**REQUIREMENT**
Rewrite the material with every instance of "dark water" replaced by "murky water", keeping everything else unchanged.

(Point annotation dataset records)
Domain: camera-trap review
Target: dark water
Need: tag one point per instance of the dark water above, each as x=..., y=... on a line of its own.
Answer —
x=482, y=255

**EXPECTED ANSWER**
Domain: camera-trap review
Target: murky water
Need: tag one point per instance of the murky water above, each as x=..., y=... on a line of its own.
Answer —
x=482, y=255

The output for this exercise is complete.